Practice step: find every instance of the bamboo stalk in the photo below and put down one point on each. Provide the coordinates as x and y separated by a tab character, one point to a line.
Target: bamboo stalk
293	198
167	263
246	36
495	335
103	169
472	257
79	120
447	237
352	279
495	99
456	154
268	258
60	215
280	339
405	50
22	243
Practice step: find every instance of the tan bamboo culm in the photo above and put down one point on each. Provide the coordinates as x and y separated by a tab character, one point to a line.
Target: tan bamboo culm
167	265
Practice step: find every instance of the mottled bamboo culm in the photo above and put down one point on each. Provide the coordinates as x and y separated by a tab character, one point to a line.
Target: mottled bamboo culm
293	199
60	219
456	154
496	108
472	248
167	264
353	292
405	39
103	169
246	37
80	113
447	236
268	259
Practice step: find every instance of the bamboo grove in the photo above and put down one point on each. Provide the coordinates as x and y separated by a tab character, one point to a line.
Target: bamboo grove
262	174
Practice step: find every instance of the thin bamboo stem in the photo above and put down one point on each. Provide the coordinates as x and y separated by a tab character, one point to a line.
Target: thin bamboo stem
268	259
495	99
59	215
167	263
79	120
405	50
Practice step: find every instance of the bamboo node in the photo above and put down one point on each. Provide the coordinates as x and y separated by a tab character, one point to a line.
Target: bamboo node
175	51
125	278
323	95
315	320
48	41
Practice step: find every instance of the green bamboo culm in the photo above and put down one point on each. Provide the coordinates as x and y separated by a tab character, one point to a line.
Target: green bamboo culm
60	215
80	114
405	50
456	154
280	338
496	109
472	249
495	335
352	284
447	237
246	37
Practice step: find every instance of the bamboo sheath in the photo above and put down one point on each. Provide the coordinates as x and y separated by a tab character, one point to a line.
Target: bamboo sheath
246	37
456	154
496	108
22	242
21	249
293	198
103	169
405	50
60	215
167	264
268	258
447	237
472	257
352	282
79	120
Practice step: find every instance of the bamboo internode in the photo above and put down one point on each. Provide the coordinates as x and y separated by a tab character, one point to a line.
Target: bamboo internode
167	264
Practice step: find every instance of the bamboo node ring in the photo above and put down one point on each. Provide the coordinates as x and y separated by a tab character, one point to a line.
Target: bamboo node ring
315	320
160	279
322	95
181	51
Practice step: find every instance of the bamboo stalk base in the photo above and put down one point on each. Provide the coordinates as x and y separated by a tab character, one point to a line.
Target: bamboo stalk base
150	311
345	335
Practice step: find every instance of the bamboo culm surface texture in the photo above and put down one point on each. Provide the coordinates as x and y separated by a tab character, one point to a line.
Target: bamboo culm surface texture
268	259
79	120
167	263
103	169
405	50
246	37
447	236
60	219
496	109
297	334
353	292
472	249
^^^^^^^^^^^^^^^^
Written exercise »
Please give the entries again from the line containing "Practice step: find every instance of the bamboo stalk base" through the last entry, both included, changing "Practice step" to "Exercise step" and leaving everything else as it is.

Answer to the exercise »
Exercise step: find every instance of the bamboo stalk base in the photo above and put down one point on each. Provide the coordinates as x and y separated by a tab character, one point to a line.
Target: bamboo stalk base
150	311
345	335
Exercise step: find every instance of the bamboo culm surface texture in the photo above and put down one point on each. Provide the coordinates as x and y separated by a tab character, one point to a line.
Target: bamboo culm surface texture
268	259
79	120
167	263
103	169
405	50
246	37
447	236
60	219
496	109
297	334
353	292
472	249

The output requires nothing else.